## Выбранный отрывок

================

Характерно, что все эти разновременные высказывания объединяет общая тема — проблема материала литературы. А в случае Ремизова — это включение в ткань художественного произведения текстов, ранее находившихся за рамками изящной словесности. Проблема нового материала стала одной из ключевых на рубеже веков. Весьма показательно, каким образом ее решал новый для XX века вид искусства — кинематограф. В его сценарный репертуар, помимо классики, входили не только мелодрама, но также жестокий романс и сказка. В 1913 году ярославская кинофирма «Волга» поставила фильм «Дочь купца Башкирова», якобы основанный на реальных событиях. Прокатчикам пришлось даже изменить его название («Драма на Волге», «Дочь купца»), чтобы избежать судебных разбирательств с прототипами[519]. На самом деле сюжетной основой фильма была народная сказка из собрания Ончукова «Купеческая дочь и дворник» (№ 184). Ремизов пересказал эту сказку еще в 1911 году, а через год под названием «Потерянная» опубликовал в журнале «Заветы» и затем включил в сборник «Докука и балагурье».
Скандал с обвинением в плагиате не остановил работу Ремизова с фольклором. Скорее наоборот, необходимость публично высказаться побудила его взглянуть на сказку с точки зрения насущных потребностей современной культуры и сформулировать для себя принципиально новые творческие задачи. Вопрос «писать или списывать?» более для него уже не стоял. Пересказы народных сказок стали ключевым жанром ремизовской прозы на ближайшие десять лет.

================

## Извлечённые данные
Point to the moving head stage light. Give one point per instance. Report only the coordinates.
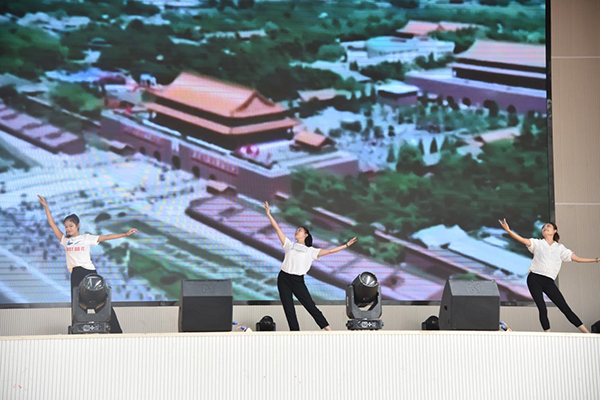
(90, 306)
(362, 293)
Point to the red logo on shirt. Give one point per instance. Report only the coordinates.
(78, 248)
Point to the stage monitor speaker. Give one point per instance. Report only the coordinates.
(470, 305)
(205, 306)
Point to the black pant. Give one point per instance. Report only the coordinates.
(77, 276)
(289, 285)
(538, 285)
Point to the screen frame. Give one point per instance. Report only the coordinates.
(552, 211)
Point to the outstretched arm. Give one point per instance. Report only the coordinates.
(116, 235)
(55, 228)
(518, 238)
(324, 252)
(576, 258)
(280, 234)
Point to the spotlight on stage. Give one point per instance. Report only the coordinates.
(363, 303)
(90, 306)
(431, 324)
(265, 324)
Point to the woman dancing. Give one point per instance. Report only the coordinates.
(77, 247)
(548, 256)
(296, 263)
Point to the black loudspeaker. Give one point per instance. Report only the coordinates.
(205, 306)
(470, 305)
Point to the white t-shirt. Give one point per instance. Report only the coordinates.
(298, 258)
(547, 259)
(78, 250)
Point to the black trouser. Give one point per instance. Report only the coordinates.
(77, 276)
(289, 285)
(538, 285)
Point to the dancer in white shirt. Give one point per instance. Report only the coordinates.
(548, 256)
(298, 260)
(77, 248)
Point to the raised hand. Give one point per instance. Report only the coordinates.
(351, 241)
(42, 201)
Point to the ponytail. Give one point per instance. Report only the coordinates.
(556, 237)
(308, 239)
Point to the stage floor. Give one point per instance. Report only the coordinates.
(302, 365)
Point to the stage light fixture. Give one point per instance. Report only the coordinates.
(363, 303)
(265, 324)
(91, 306)
(431, 324)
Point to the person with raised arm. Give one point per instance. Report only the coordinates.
(296, 263)
(77, 247)
(548, 255)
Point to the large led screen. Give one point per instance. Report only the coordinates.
(414, 125)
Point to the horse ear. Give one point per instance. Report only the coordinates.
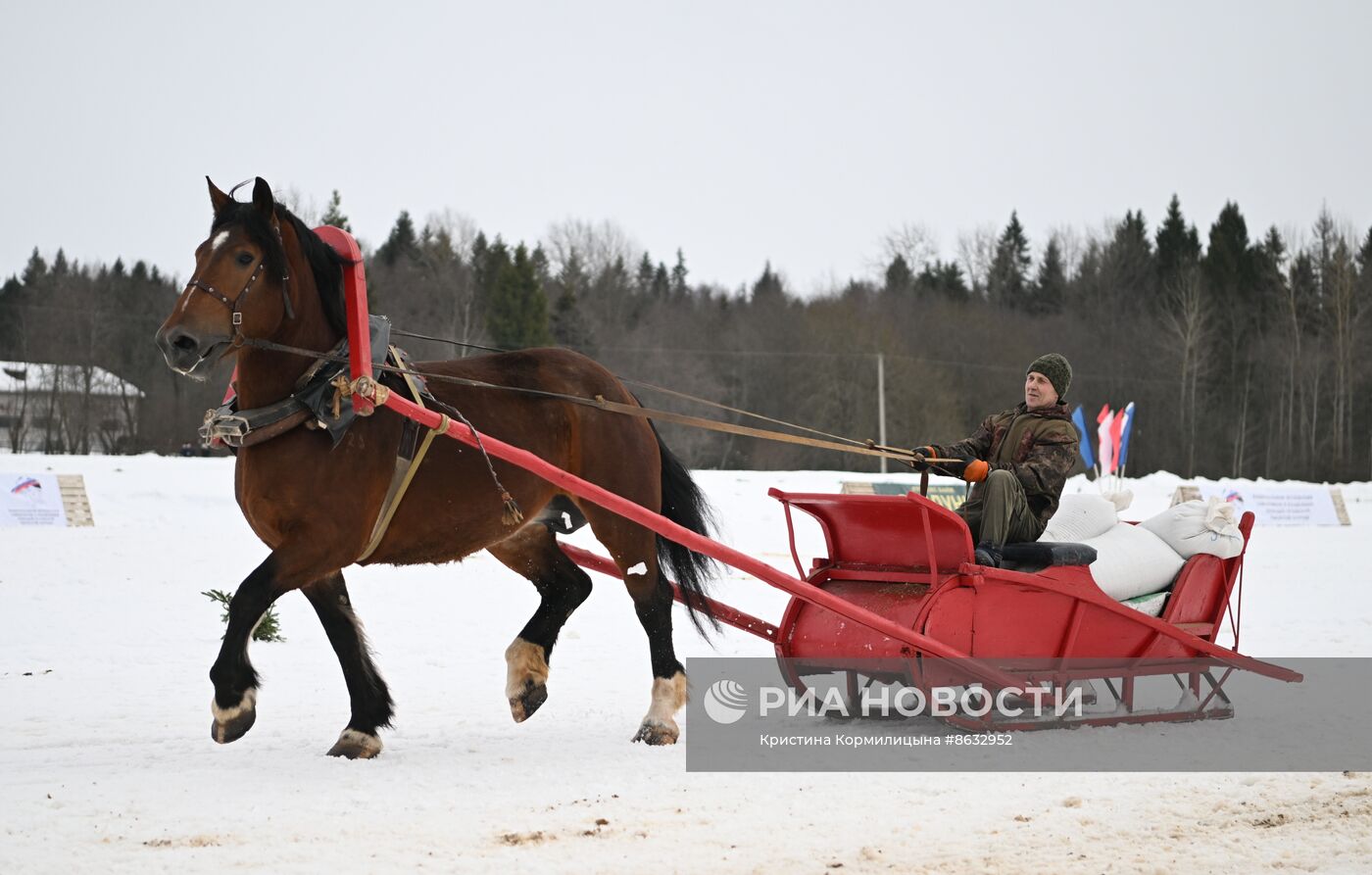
(263, 199)
(217, 198)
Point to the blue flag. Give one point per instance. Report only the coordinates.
(1086, 440)
(1124, 434)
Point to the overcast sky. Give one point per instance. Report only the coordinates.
(740, 132)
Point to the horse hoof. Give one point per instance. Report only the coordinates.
(658, 733)
(530, 699)
(233, 723)
(354, 745)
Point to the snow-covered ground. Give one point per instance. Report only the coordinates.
(106, 762)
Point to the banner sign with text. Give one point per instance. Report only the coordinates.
(30, 500)
(1272, 505)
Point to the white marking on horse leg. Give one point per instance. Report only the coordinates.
(356, 745)
(668, 697)
(225, 714)
(525, 669)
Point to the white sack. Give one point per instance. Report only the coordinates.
(1132, 561)
(1200, 527)
(1150, 605)
(1080, 515)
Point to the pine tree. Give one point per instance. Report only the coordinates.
(1228, 264)
(333, 213)
(1052, 284)
(1179, 247)
(768, 288)
(899, 278)
(645, 274)
(517, 309)
(1007, 281)
(679, 276)
(401, 243)
(36, 270)
(1128, 265)
(568, 322)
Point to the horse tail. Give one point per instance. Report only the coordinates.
(685, 505)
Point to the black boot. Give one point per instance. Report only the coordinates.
(988, 555)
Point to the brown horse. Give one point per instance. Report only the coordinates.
(263, 276)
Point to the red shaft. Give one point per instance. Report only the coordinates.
(697, 542)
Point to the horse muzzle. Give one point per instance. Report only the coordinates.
(185, 352)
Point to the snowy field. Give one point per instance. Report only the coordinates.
(106, 761)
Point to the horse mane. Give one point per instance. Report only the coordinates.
(324, 261)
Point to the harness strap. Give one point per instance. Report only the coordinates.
(243, 428)
(407, 460)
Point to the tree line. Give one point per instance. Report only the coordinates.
(1244, 352)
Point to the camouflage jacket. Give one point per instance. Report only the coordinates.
(1039, 447)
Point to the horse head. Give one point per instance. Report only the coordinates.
(240, 288)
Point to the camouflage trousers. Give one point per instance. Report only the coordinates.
(998, 511)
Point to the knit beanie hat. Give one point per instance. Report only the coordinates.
(1056, 369)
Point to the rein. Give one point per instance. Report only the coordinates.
(600, 402)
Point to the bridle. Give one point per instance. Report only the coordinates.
(233, 304)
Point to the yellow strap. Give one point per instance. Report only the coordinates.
(404, 469)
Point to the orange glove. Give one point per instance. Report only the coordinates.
(976, 470)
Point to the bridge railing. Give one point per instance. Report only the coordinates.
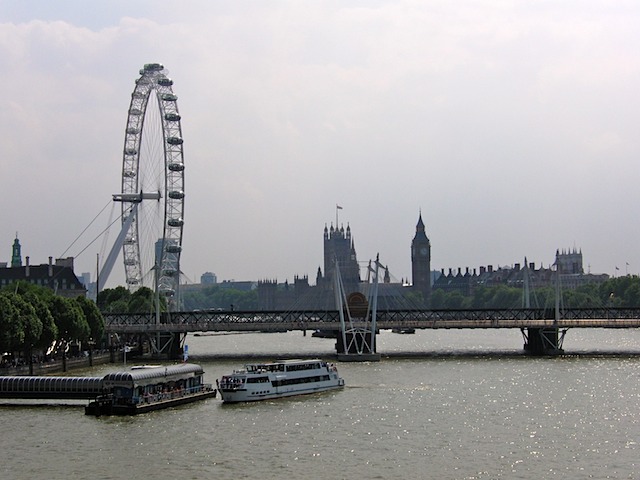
(309, 320)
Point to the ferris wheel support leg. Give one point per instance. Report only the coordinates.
(115, 250)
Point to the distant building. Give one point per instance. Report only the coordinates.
(421, 261)
(208, 278)
(58, 277)
(570, 272)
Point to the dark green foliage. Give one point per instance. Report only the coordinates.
(93, 316)
(72, 325)
(32, 316)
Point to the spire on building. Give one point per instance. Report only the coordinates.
(16, 256)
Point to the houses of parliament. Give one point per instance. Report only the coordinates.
(339, 248)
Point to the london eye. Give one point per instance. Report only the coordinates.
(152, 187)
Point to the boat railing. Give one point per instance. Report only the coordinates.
(170, 395)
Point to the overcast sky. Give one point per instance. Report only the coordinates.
(513, 126)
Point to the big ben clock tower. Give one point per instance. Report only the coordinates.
(421, 262)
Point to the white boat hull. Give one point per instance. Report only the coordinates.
(277, 380)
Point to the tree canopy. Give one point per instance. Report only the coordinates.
(34, 317)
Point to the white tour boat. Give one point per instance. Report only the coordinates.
(282, 378)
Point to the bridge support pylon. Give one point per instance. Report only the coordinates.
(543, 341)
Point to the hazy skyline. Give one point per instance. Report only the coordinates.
(512, 127)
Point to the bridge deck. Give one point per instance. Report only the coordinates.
(215, 321)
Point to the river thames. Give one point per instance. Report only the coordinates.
(443, 405)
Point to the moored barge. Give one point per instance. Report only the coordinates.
(149, 388)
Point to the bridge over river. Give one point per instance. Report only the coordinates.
(543, 329)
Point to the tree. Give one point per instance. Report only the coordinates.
(93, 317)
(71, 323)
(49, 328)
(11, 332)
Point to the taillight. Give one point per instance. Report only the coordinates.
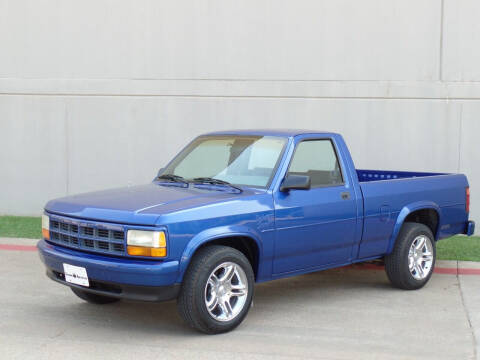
(467, 206)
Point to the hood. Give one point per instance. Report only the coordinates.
(139, 205)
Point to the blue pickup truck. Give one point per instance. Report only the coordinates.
(238, 207)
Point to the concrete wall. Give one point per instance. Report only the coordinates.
(99, 93)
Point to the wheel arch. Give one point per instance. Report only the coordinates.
(424, 212)
(244, 241)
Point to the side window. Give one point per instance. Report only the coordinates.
(317, 159)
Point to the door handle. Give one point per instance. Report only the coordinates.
(345, 195)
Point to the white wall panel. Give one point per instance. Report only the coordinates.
(221, 39)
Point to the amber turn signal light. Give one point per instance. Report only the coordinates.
(146, 251)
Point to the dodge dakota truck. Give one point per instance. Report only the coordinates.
(235, 208)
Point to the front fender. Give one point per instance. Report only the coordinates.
(407, 210)
(212, 234)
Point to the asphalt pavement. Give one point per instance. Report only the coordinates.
(347, 313)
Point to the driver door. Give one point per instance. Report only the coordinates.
(314, 227)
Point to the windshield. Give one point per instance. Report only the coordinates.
(240, 160)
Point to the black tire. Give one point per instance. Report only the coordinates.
(191, 301)
(397, 263)
(94, 298)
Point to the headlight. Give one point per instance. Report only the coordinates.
(146, 243)
(45, 227)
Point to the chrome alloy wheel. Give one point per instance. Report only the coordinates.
(226, 291)
(420, 257)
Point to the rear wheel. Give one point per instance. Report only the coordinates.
(94, 298)
(411, 263)
(217, 290)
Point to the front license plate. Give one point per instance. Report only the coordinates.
(75, 275)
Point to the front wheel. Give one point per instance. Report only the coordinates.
(217, 290)
(411, 263)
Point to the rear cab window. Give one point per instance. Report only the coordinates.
(317, 159)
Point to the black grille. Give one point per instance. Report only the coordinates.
(91, 237)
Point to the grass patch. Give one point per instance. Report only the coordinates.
(459, 248)
(456, 248)
(21, 226)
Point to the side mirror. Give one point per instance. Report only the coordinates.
(297, 182)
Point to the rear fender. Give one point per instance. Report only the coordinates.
(407, 210)
(213, 234)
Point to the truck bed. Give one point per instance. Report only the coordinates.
(387, 195)
(379, 175)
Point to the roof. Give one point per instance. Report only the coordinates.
(268, 132)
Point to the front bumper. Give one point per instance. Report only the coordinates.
(144, 280)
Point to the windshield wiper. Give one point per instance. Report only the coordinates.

================

## Что требуется
1. Продублируйте из текста о Ремизове и народной сказке участок от слов «Скандал с обвинением» до слов «ближайшие десять лет.» включительно, ничего в нём не меняя.
2. Допишите следующую часть текста о Ремизове и народной сказке, начав сразу после его последнего предложения.

## Выполненные задания
1.
Скандал с обвинением в плагиате не остановил работу Ремизова с фольклором. Скорее наоборот, необходимость публично высказаться побудила его взглянуть на сказку с точки зрения насущных потребностей современной культуры и сформулировать для себя принципиально новые творческие задачи. Вопрос «писать или списывать?» более для него уже не стоял. Пересказы народных сказок стали ключевым жанром ремизовской прозы на ближайшие десять лет.

2.
Плагиат…
Это понятие еще не приобрело у нас характера литературного бедствия, как во Франции, например. Там боязнь за то, что мысль будет перехвачена, «украдена», обесцвечивает все литературные разговоры, сводя их до простого светского злословия. Только молодые писатели еще иногда неосторожно расточают свои идеи в беседах. Опытные знают им цену. То, что Вилье расплескивал в своих импровизациях по кафе ноту (?) своего гения[521], считало<сь> современниками порочным безумием. С другой стороны, многие литераторы с именами, особенно драматурги, отказываются часто читать рукописи начинающих, потому что не редки были обвинения в том, что писатели крадут идеи и ситуации из представленных им рукописе<й>. Словом, положение в литературе немного напоминает русские эмигрантские колонии за границей, где все друг друга подозревают в шпионстве.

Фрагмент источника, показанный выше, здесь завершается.